[Location identification entries]
****

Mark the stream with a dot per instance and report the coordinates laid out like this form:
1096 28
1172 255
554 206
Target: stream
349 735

****

### Task brief
Edit the lines so every "stream" becomes "creek", keeping everything else the same.

### Completed exercise
Mark the creek with a dot per instance and report the coordinates laid out like this form:
1096 28
1172 255
554 206
Target: creek
349 735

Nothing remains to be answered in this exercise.